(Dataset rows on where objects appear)
----------
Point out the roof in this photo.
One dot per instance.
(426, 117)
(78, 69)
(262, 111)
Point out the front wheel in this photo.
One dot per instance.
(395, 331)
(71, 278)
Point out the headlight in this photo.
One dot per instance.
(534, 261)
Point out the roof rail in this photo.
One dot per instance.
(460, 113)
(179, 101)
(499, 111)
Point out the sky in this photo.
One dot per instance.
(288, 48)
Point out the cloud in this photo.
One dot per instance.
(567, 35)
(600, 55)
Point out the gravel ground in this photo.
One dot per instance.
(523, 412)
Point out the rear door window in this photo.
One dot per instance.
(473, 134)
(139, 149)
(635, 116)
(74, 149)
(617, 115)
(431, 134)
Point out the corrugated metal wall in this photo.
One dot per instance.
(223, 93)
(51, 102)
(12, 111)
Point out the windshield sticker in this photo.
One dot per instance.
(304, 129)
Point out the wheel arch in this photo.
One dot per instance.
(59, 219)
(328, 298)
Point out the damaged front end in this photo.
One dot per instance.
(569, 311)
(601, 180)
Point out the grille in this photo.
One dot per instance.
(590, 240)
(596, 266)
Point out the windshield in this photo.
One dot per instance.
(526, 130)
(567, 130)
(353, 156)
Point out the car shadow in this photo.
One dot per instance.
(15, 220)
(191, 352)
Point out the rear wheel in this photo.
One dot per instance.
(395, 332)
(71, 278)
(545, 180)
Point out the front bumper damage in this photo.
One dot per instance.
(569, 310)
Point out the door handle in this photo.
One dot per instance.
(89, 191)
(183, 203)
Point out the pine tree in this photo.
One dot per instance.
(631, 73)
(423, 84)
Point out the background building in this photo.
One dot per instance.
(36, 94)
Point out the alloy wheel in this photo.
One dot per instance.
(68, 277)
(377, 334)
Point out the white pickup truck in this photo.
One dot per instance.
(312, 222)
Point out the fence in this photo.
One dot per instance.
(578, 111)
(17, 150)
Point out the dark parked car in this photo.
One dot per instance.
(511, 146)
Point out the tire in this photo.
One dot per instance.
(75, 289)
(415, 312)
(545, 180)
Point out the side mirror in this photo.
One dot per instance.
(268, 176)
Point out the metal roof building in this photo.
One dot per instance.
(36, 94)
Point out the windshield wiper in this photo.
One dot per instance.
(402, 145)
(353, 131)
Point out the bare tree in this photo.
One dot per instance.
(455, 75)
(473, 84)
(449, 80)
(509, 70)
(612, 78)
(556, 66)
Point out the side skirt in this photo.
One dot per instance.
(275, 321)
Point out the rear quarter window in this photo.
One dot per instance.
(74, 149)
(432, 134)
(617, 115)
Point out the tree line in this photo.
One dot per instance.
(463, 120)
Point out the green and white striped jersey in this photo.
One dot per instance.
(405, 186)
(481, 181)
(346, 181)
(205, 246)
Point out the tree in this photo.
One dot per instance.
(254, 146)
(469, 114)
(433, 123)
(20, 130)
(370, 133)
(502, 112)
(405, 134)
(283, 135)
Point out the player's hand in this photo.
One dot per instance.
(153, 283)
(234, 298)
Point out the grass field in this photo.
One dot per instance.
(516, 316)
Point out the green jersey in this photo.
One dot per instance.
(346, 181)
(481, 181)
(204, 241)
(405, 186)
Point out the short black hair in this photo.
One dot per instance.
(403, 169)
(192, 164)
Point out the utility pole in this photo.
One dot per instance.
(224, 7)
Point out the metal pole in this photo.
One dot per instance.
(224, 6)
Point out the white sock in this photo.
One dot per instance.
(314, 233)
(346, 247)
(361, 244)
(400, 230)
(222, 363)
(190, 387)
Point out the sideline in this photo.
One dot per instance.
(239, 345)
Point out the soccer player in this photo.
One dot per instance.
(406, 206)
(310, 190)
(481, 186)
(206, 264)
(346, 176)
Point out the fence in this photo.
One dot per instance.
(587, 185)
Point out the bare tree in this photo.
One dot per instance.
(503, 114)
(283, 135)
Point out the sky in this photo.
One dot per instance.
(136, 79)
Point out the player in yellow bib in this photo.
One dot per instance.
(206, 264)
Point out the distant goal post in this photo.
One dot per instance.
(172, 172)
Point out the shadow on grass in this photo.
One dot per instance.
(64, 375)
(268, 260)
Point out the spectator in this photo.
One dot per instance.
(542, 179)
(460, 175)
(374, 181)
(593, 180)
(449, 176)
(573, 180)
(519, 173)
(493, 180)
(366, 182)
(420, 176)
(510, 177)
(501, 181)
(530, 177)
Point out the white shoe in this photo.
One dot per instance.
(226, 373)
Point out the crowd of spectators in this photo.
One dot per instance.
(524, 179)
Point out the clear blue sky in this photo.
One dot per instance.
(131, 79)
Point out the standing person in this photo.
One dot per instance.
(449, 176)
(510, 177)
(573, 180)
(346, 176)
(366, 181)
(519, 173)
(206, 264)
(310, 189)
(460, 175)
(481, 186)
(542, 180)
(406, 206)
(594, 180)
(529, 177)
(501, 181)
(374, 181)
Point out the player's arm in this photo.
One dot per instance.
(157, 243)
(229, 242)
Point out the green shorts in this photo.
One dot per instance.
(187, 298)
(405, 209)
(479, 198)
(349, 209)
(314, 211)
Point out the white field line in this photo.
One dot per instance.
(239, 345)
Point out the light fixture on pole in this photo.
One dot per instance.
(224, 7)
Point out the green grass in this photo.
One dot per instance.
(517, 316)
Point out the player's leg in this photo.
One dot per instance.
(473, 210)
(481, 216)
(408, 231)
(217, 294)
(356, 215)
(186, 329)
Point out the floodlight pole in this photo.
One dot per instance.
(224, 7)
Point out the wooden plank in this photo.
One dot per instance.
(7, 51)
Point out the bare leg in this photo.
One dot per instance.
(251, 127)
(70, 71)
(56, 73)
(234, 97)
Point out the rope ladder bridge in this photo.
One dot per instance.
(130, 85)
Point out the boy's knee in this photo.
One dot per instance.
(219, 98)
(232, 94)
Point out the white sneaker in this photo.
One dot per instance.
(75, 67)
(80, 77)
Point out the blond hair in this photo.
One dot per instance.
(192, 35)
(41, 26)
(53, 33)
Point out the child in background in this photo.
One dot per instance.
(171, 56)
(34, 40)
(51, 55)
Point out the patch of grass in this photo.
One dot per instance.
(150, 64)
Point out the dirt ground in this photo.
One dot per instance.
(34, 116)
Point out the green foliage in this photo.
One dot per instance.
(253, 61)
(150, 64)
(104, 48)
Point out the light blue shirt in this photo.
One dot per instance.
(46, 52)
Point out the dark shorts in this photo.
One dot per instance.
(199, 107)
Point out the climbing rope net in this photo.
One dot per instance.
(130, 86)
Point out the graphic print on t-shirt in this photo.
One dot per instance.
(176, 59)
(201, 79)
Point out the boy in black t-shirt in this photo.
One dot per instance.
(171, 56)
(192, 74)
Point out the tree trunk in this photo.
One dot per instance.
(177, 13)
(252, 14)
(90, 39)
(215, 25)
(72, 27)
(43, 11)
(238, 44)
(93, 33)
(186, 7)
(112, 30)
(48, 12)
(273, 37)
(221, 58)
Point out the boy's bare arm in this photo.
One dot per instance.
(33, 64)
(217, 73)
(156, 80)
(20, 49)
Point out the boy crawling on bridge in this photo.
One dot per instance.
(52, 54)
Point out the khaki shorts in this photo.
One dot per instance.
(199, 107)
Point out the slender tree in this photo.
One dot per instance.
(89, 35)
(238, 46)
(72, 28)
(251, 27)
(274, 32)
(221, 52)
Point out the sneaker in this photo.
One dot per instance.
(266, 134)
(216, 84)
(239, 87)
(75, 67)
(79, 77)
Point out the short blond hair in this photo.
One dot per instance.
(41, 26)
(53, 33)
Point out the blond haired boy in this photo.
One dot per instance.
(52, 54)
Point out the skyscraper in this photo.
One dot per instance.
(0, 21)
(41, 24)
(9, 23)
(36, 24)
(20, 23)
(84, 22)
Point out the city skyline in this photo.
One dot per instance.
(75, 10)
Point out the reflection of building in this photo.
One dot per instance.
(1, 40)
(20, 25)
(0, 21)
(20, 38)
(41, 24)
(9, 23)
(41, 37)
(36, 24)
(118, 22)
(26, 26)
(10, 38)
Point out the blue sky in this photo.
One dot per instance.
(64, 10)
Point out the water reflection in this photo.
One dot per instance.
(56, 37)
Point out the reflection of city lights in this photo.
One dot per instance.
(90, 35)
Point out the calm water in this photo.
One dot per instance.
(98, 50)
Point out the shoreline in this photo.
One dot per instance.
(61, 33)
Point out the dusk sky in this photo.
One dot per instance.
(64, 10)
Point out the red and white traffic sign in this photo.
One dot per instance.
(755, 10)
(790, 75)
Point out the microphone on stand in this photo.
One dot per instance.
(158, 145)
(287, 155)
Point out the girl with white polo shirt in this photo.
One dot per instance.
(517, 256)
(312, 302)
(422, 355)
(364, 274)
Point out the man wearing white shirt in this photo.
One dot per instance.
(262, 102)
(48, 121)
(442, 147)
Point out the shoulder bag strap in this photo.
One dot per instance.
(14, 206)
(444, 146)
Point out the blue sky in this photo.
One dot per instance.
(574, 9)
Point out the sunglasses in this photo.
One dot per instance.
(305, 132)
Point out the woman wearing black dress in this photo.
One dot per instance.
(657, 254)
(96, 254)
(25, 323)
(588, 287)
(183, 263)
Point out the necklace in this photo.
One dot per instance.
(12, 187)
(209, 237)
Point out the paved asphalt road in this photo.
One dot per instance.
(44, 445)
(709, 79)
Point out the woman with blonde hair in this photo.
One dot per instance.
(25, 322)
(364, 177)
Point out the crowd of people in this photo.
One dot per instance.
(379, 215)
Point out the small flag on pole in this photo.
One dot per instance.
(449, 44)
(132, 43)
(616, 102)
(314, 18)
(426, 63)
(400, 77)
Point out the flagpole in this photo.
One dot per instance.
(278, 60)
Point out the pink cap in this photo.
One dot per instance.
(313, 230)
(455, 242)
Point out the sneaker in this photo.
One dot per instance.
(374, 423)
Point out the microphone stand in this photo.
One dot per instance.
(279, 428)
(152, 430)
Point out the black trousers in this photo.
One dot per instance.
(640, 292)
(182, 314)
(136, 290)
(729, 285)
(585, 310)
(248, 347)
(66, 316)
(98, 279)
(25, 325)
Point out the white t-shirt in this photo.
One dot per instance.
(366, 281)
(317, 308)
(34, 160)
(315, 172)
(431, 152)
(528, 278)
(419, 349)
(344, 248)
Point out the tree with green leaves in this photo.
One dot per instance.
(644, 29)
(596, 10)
----------
Task prompt ▸ Leave out every line before the one containing "Point out the microphone stand in this photo."; set down that line and all remaining lines of the material exactly.

Result of this task ▸
Point out the microphone stand in this photo.
One dot per instance.
(279, 428)
(152, 430)
Point out the black trousers in this photo.
One dot per instance.
(640, 292)
(182, 314)
(136, 290)
(729, 285)
(585, 310)
(248, 347)
(66, 316)
(98, 279)
(25, 325)
Point out the white t-shirt in this photo.
One dot per instance.
(366, 281)
(317, 308)
(34, 160)
(315, 172)
(431, 152)
(528, 278)
(419, 349)
(344, 248)
Point out the tree with green leaves in this photo.
One dot per instance.
(644, 29)
(596, 10)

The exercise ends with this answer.